Creating a Simple Encryption Module

Synopsis

This tutorial discusses the implementation of a kernel module that performs encryption of text using a very simple Caesar cipher. Be aware that referring to a Caesar cipher as an encryption mechanism is a charitable characterization, as it is trivial to break. Expect no real security benefits from this encryption. Instead, we have chosen this task because it motivates a number of challenges that you will encounter repeatedly in kernel development: dynamically allocating memory, using pre-defined kernel structures, and basic input/output.

Preliminaries

This tutorial assumes you already have a working virtual machine set up on our maize server, that you are able to compile, install, and boot your own kernel on this virtual machine, and that you have worked through the “Hello, World!” module tutorial. Refer back to those tutorials if you need a refresher on those topics.

Obtaining the Source Code

First, you will need to obtain the source code for our Caesar cipher kernel module. You should already have a remote set up to access our git repository hosted locally on maize. That is, you should see something like the following in your Linux source tree:

>> git remote -v
    maize   /srv/git/linux (fetch)
    maize   /srv/git/linux (push)
    origin  https://git.kernel.org/pub/scm/linux/kernel/git/torvalds/linux.git/ (fetch)
    origin  https://git.kernel.org/pub/scm/linux/kernel/git/torvalds/linux.git/ (push)

* * * * *

Please repeat the Caesar cipher module tutorial from "Creating a Simple" up to and including "and basic input/output.". The listing has no part in this.

Point labeling data based on photos:

* * * * *

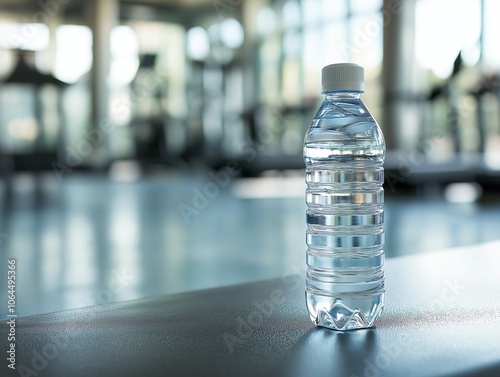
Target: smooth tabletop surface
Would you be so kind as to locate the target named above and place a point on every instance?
(442, 318)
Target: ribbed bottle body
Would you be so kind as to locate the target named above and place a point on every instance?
(344, 153)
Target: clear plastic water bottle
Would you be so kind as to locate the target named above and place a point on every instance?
(344, 151)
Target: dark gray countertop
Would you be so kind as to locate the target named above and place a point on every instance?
(442, 318)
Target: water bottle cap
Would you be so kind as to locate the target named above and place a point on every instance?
(343, 76)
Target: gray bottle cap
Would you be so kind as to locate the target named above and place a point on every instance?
(343, 76)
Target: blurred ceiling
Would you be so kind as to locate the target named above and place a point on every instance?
(183, 11)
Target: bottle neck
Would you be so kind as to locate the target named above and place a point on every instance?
(342, 94)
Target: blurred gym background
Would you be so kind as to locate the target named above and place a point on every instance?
(161, 140)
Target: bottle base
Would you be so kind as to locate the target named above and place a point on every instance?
(344, 313)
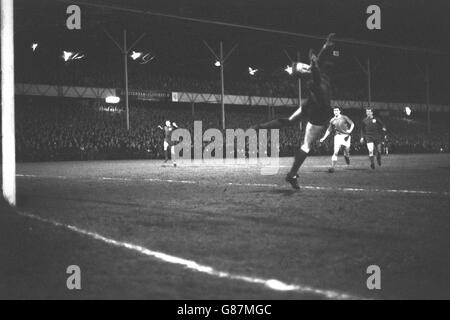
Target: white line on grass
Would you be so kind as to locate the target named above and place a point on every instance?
(306, 187)
(194, 266)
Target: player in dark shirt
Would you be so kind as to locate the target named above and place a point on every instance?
(316, 109)
(168, 128)
(373, 131)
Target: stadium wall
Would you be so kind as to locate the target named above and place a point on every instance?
(191, 97)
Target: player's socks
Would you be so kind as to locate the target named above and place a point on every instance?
(379, 159)
(300, 157)
(333, 164)
(274, 124)
(347, 160)
(291, 177)
(293, 181)
(166, 155)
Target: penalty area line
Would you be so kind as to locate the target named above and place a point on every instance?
(240, 184)
(272, 284)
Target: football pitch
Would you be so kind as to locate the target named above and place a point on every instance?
(142, 230)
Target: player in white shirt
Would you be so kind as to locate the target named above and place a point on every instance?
(342, 126)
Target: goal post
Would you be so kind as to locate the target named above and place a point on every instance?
(8, 121)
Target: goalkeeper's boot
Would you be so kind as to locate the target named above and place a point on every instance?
(293, 181)
(347, 160)
(372, 163)
(379, 159)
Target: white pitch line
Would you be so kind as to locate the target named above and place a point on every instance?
(194, 266)
(307, 187)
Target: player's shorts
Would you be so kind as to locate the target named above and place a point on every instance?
(342, 140)
(167, 145)
(374, 140)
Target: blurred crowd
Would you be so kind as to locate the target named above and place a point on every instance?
(74, 129)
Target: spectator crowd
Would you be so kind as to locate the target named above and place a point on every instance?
(73, 129)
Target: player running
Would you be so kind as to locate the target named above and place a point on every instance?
(168, 128)
(316, 109)
(372, 130)
(342, 126)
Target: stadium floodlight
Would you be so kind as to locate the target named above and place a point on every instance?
(112, 99)
(136, 55)
(143, 57)
(67, 55)
(408, 111)
(251, 71)
(289, 69)
(302, 67)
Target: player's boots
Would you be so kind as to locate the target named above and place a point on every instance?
(347, 160)
(166, 156)
(293, 181)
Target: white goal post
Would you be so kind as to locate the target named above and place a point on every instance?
(8, 121)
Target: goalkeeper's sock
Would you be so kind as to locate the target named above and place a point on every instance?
(379, 159)
(300, 157)
(347, 160)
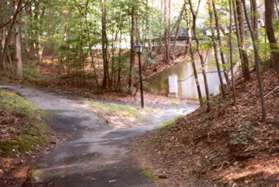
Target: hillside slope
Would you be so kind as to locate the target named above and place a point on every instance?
(228, 144)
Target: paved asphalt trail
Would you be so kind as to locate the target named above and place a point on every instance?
(95, 154)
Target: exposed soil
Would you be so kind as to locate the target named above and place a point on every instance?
(14, 165)
(95, 154)
(229, 144)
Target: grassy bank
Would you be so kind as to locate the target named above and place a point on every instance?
(22, 128)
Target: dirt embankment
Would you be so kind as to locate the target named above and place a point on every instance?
(23, 136)
(230, 144)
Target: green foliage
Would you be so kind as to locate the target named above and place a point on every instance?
(34, 134)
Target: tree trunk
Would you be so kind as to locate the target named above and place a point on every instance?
(244, 56)
(132, 50)
(231, 52)
(105, 46)
(194, 17)
(19, 65)
(269, 13)
(215, 48)
(219, 39)
(257, 62)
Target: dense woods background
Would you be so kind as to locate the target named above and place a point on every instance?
(93, 42)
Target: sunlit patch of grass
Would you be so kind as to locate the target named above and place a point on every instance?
(12, 102)
(121, 110)
(170, 122)
(149, 174)
(120, 115)
(35, 131)
(32, 74)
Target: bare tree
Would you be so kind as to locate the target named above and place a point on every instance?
(215, 48)
(257, 61)
(194, 19)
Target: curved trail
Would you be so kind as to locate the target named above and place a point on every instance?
(95, 155)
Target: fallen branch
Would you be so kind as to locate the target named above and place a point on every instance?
(272, 91)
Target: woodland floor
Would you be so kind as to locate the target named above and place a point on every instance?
(230, 144)
(23, 137)
(96, 146)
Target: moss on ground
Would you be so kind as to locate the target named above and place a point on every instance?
(149, 174)
(122, 110)
(170, 122)
(34, 133)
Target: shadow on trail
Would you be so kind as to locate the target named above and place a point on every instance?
(95, 154)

* * * * *

**Reply to the exercise**
Creating a Simple Encryption Module

Synopsis

This tutorial discusses the implementation of a kernel module that performs encryption of text using a very simple Caesar cipher. Be aware that referring to a Caesar cipher as an encryption mechanism is a charitable characterization, as it is trivial to break. Expect no real security benefits from this encryption. Instead, we have chosen this task because it motivates a number of challenges that you will encounter repeatedly in kernel development: dynamically allocating memory, using pre-defined kernel structures, and basic input/output.